* EJERCICIO BREVE A *
Actualiza el tramo del texto sobre la blanquitud que va desde "se arrogan derechos" hasta "violentos (Arias, 2005).", y escríbelo de nuevo con "salvajes" en lugar de "bárbaros".

Como se observa, se puede comprender la blanquitud sin un lente genealógico y descolonial que da cuenta de la construcción de poderes, hegemonías y dominaciones que no se ven, no están marcadas y se presentan como “naturales”, como destinos, formulando una interpretación del mundo y lo humano como la única posible. Indudablemente, nada de lo narrado hasta ahora aquí puede ser admisible fuera del “hecho colonial” cuyas herencias permanecen vivas hoy en nuestras sociedades (Cusicanqui, 2010). Ahora bien, cuando la blanquitud cruza la construcción de las mujeres blancas, ubica como descendientes de la monarquía medieval de Blanca Garcés de Navarra, infanta de Navarra (1133- 1156), a quien se le conoció como Blank. Y este hecho no es gratuito, en tanto hace parte del esfuerzo de criollos y letrados de construir una historia que los ligue con un tronco hispano, borrando el proceso de colonización violenta para reemplazarlo por un pasado ancestral, con miras a restaurar un linaje hispano, desplazar la autoridad de los españoles y conciliar la “limpieza de sangre” con el presente. Indudablemente, como lo recuerda Aura Cumes (2014), es a través de la correlación entre pureza de sangre, blancura y civilización que se afirma la identidad de los colonizadores en nuestros territorios. Sobre esta base,

se arrogan derechos y privilegios frente a su antítesis: los colonizados, entendidos como impuros, bárbaros, atrasados […] Así, la Ley y posteriormente la escritura de la historia, enaltecen estas separaciones cual si fueran producto de identidades biológicas y culturales (Cumes, 2014, p. 70).

Como consecuencia, los españoles quedan en la memoria de la elite colonial, primero, y luego republicana, y en sus relatos, como aquellos que trajeron la civilización, teniéndose que pelear con climas insanos y grupos indígenas violentos (Arias, 2005).

Las mujeres blancas, en ese relato, lo serán en tanto madres biológicas y simbólicas de la colonia y, posteriormente, de la nación, siempre sostenidas por mujeres indígenas y negras, como lo representa el cuadro de William Blake, que data de 17965 . Así, en medio de la articulación entre cuerpo, linaje y sangre –limpieza de sangre–, se construye en la AbyaYala una sobrevaloración de la mujer blanca que la transforma en el “don”a ser intercambiado, para garantizar el orden, buen funcionamiento y regulación de un sistema de género colonial, que opera prohibiéndole el incesto, la homosexualidad, el romper la división sexual del trabajo y el mestizaje como fin de garantizar la pureza racial (Lugones, 2008; Rubin, 1986), bajo una premisa: somos herederas no de los que vinieron a conquistar, sino a gobernar (Garzón, 2014).

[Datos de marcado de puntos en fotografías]
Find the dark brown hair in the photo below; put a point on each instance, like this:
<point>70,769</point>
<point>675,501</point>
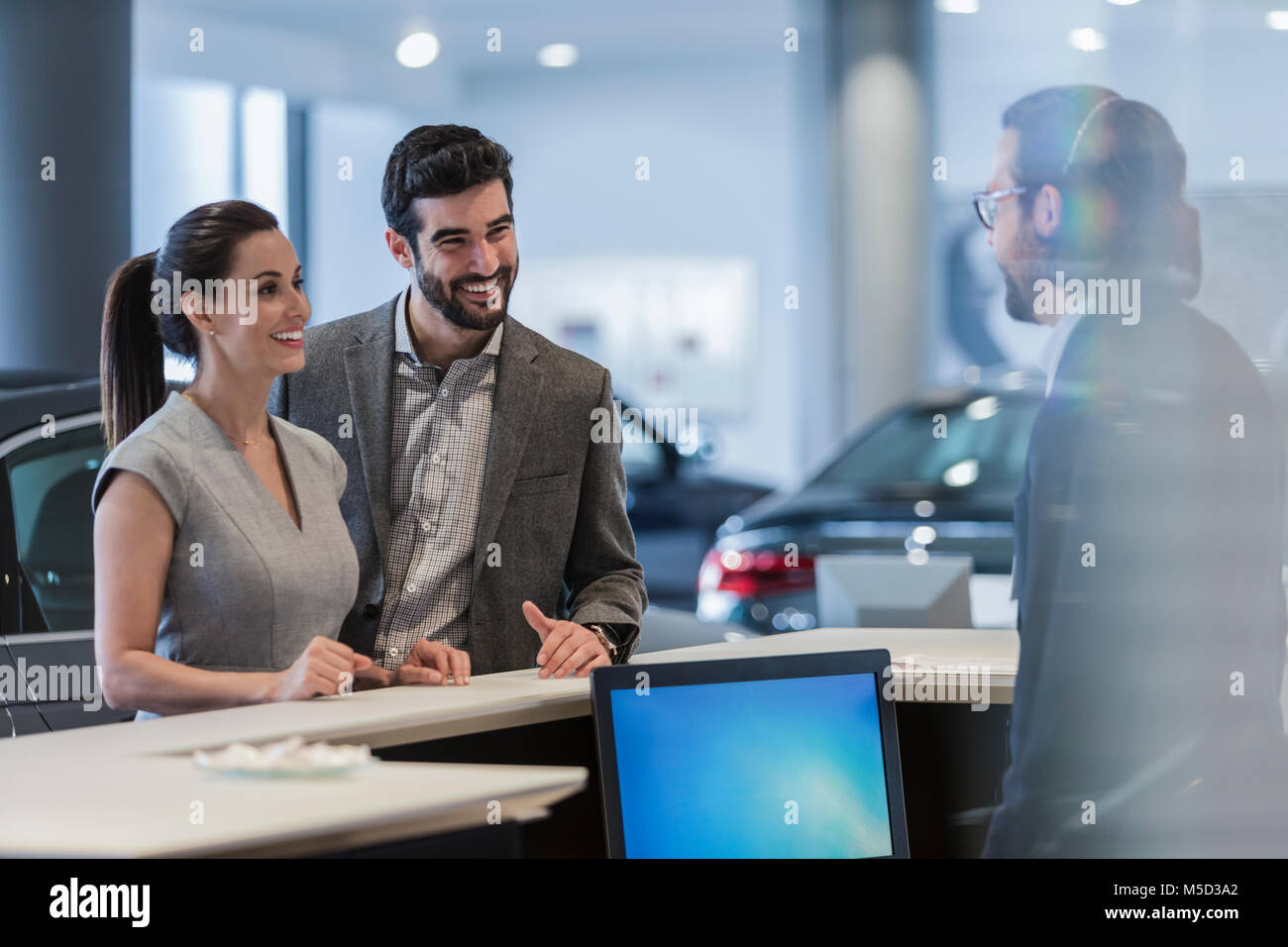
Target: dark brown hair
<point>197,247</point>
<point>437,161</point>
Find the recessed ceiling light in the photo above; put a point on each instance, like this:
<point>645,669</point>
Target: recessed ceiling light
<point>1086,39</point>
<point>417,51</point>
<point>557,54</point>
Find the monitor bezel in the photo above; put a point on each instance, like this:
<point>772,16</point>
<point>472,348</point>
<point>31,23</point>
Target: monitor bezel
<point>604,681</point>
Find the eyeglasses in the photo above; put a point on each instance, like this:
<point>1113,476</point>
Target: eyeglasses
<point>987,201</point>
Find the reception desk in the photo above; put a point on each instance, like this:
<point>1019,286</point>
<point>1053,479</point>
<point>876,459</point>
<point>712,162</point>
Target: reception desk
<point>451,759</point>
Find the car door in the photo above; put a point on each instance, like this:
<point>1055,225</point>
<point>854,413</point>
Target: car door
<point>48,676</point>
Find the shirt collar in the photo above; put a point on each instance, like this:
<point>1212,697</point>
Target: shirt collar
<point>1048,359</point>
<point>402,333</point>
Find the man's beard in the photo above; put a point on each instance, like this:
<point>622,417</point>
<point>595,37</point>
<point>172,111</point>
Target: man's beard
<point>465,316</point>
<point>1033,262</point>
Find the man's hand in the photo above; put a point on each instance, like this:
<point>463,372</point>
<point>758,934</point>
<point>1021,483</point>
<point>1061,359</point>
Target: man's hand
<point>566,646</point>
<point>430,663</point>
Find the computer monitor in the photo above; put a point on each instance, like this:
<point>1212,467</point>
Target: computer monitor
<point>778,757</point>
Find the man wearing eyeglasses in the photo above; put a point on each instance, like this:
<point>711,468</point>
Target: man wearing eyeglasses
<point>1147,527</point>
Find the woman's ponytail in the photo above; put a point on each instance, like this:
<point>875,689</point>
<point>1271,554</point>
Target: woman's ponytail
<point>137,333</point>
<point>133,361</point>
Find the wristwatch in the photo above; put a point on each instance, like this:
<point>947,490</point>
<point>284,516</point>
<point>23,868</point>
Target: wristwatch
<point>605,641</point>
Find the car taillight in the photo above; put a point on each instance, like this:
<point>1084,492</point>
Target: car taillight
<point>755,574</point>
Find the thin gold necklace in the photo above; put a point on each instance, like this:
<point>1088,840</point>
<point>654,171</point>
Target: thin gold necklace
<point>246,441</point>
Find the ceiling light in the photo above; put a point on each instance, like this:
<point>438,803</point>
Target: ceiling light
<point>1086,39</point>
<point>417,51</point>
<point>557,54</point>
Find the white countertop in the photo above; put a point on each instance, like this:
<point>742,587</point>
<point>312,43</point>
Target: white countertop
<point>129,789</point>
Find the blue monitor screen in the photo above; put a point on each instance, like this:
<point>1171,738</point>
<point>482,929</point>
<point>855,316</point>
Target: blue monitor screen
<point>789,768</point>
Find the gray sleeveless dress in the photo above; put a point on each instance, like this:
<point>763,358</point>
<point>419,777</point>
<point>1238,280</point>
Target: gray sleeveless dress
<point>246,587</point>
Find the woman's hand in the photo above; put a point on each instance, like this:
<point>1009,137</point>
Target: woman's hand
<point>326,667</point>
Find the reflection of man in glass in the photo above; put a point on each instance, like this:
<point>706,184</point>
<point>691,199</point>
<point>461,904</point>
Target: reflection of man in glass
<point>1147,527</point>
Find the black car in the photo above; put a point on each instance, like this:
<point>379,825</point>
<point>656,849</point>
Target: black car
<point>51,450</point>
<point>675,504</point>
<point>936,475</point>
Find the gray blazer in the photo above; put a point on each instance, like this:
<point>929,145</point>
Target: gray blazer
<point>553,500</point>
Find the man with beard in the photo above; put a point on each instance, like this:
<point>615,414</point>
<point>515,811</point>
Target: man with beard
<point>1147,527</point>
<point>489,525</point>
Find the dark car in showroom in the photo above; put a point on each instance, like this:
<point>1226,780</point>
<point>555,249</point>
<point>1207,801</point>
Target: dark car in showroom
<point>677,502</point>
<point>935,475</point>
<point>51,450</point>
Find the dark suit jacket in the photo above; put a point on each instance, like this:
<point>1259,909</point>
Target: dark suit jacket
<point>553,499</point>
<point>1150,602</point>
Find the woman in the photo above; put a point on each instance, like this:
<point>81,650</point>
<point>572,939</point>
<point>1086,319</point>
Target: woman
<point>222,565</point>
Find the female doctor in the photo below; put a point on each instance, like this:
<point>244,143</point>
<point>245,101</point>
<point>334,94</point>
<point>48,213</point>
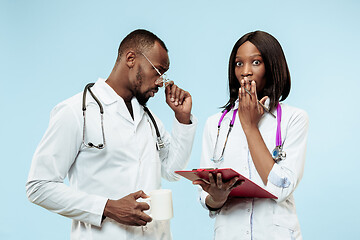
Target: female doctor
<point>259,137</point>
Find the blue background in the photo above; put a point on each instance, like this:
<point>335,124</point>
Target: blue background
<point>49,50</point>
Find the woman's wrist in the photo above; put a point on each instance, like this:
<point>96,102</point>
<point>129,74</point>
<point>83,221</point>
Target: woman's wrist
<point>214,205</point>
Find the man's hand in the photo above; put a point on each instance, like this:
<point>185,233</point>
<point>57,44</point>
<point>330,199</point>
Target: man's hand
<point>127,210</point>
<point>179,101</point>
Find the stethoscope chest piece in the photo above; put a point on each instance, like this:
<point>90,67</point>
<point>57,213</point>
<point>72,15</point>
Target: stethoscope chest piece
<point>278,154</point>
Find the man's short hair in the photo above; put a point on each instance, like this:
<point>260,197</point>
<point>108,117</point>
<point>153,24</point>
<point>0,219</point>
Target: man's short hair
<point>139,40</point>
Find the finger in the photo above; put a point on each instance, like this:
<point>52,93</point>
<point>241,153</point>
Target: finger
<point>139,194</point>
<point>168,90</point>
<point>253,91</point>
<point>177,96</point>
<point>211,180</point>
<point>247,84</point>
<point>201,180</point>
<point>232,182</point>
<point>143,206</point>
<point>238,183</point>
<point>182,96</point>
<point>143,216</point>
<point>219,181</point>
<point>173,92</point>
<point>263,100</point>
<point>202,184</point>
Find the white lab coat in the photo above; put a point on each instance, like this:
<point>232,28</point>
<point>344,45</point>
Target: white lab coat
<point>129,162</point>
<point>256,218</point>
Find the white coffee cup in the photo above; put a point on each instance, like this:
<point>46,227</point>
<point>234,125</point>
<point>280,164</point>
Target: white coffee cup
<point>161,207</point>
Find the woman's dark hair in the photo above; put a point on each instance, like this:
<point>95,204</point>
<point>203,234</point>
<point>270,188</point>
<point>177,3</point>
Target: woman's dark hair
<point>276,70</point>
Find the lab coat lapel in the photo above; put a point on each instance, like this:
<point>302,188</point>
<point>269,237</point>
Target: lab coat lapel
<point>138,111</point>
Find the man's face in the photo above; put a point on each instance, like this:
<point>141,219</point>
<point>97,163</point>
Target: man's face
<point>145,86</point>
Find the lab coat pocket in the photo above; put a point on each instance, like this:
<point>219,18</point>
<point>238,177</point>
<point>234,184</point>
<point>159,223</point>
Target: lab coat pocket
<point>219,231</point>
<point>282,232</point>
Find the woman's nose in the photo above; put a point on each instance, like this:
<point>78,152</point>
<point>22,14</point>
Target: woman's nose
<point>247,70</point>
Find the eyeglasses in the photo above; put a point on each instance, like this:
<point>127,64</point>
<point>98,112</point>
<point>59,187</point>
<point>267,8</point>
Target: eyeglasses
<point>163,79</point>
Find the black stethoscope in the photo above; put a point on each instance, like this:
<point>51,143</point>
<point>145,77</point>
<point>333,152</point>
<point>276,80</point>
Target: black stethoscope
<point>159,143</point>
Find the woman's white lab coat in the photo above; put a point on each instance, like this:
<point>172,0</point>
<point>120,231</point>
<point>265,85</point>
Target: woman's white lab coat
<point>256,218</point>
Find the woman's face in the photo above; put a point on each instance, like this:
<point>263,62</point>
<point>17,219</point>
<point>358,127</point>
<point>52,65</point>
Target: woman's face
<point>249,65</point>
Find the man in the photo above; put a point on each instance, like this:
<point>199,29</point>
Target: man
<point>113,159</point>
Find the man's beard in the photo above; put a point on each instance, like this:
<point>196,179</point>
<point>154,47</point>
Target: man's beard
<point>141,97</point>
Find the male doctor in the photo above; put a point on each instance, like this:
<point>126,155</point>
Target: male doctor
<point>109,176</point>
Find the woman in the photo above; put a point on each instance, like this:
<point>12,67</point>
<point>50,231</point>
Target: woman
<point>267,147</point>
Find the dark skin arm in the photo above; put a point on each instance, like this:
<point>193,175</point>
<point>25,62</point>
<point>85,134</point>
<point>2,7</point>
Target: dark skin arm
<point>127,210</point>
<point>218,189</point>
<point>250,113</point>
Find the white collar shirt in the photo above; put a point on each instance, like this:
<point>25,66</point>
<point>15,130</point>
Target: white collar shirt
<point>129,162</point>
<point>259,218</point>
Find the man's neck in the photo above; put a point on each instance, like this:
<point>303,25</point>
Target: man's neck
<point>129,107</point>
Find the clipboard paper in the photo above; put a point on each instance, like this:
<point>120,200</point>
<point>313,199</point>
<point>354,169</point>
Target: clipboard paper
<point>248,189</point>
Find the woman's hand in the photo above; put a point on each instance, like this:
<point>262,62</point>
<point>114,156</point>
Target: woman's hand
<point>217,189</point>
<point>249,111</point>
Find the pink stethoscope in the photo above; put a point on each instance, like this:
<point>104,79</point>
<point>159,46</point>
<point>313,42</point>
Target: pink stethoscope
<point>277,154</point>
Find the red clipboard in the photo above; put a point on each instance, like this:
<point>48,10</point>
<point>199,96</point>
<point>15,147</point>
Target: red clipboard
<point>247,189</point>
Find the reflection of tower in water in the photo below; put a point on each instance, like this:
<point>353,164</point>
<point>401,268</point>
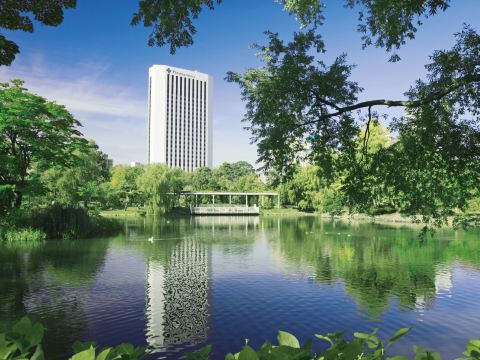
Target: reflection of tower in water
<point>178,295</point>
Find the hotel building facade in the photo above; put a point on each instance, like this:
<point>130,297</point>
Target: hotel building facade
<point>179,117</point>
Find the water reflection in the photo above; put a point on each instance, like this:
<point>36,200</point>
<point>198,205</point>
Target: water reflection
<point>177,284</point>
<point>178,296</point>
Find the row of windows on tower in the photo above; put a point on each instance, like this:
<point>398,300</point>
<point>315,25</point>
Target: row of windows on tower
<point>182,93</point>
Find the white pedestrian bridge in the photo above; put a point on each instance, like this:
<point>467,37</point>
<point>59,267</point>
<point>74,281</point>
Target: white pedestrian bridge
<point>228,203</point>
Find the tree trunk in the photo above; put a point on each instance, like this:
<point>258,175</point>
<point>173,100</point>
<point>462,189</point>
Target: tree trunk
<point>18,199</point>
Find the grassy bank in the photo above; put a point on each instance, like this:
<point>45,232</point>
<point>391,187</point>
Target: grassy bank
<point>54,222</point>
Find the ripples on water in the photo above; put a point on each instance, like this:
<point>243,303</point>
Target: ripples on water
<point>177,285</point>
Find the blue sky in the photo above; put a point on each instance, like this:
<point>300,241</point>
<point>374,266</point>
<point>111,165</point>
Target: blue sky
<point>96,64</point>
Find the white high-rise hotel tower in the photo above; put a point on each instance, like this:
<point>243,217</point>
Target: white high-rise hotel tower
<point>179,117</point>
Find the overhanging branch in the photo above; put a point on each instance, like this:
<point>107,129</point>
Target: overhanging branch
<point>437,95</point>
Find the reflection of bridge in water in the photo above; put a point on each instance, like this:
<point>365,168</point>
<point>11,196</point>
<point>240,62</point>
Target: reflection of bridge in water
<point>235,206</point>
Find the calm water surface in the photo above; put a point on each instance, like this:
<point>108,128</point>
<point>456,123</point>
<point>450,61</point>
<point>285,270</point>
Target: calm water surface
<point>222,280</point>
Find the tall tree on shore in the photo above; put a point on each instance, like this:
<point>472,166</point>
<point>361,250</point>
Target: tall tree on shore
<point>34,132</point>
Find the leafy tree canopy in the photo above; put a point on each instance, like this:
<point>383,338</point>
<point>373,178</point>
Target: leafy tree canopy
<point>300,108</point>
<point>386,24</point>
<point>20,14</point>
<point>34,133</point>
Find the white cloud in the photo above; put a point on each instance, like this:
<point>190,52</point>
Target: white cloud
<point>111,114</point>
<point>79,87</point>
<point>115,115</point>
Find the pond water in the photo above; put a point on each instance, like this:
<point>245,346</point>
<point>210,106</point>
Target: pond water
<point>177,285</point>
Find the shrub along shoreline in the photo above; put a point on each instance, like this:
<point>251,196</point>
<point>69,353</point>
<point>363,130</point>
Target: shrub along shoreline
<point>55,222</point>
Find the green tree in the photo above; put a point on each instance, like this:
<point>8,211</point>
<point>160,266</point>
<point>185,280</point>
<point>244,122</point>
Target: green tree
<point>387,24</point>
<point>227,174</point>
<point>202,179</point>
<point>124,183</point>
<point>79,183</point>
<point>296,99</point>
<point>157,183</point>
<point>19,15</point>
<point>34,133</point>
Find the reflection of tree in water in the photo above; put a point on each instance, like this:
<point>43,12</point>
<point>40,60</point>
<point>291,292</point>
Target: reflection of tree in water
<point>374,262</point>
<point>40,282</point>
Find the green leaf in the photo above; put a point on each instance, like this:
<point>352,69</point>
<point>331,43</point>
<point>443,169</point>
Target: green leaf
<point>38,354</point>
<point>124,349</point>
<point>104,354</point>
<point>287,339</point>
<point>247,353</point>
<point>88,354</point>
<point>398,357</point>
<point>398,335</point>
<point>23,326</point>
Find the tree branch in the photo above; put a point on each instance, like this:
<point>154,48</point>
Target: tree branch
<point>437,95</point>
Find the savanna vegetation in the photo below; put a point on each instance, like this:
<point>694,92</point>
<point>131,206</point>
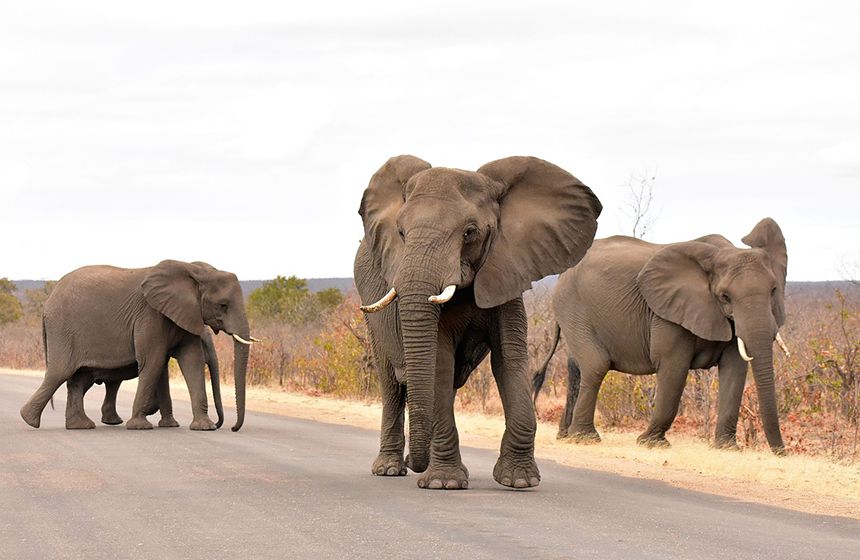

* EJERCICIO BREVE B *
Transcribe sin cambios el tramo de las filas de datos que va desde la fila que contiene "Find the black car" hasta la que contiene "<point>1150,602</point>", ambas incluidas.

* RESULTADO FINAL A *
se arrogan derechos y privilegios frente a su antítesis: los colonizados, entendidos como impuros, salvajes, atrasados […] Así, la Ley y posteriormente la escritura de la historia, enaltecen estas separaciones cual si fueran producto de identidades biológicas y culturales (Cumes, 2014, p. 70).

Como consecuencia, los españoles quedan en la memoria de la elite colonial, primero, y luego republicana, y en sus relatos, como aquellos que trajeron la civilización, teniéndose que pelear con climas insanos y grupos indígenas violentos (Arias, 2005).

* RESULTADO FINAL B *
Find the black car in the photo above; put a point on each instance, like this:
<point>379,825</point>
<point>656,849</point>
Target: black car
<point>51,450</point>
<point>675,504</point>
<point>936,475</point>
Find the gray blazer in the photo above; put a point on each instance, like this:
<point>929,145</point>
Target: gray blazer
<point>553,500</point>
Find the man with beard in the photo above; put a point on each instance, like this:
<point>615,414</point>
<point>515,811</point>
Target: man with beard
<point>1147,527</point>
<point>489,525</point>
Find the dark car in showroom in the photo above; put a point on each instance, like this:
<point>1226,780</point>
<point>555,249</point>
<point>1207,801</point>
Target: dark car in showroom
<point>677,502</point>
<point>935,475</point>
<point>51,450</point>
Find the dark suit jacket in the photo above; put a point on each instance, like this:
<point>1259,909</point>
Target: dark suit jacket
<point>553,499</point>
<point>1150,602</point>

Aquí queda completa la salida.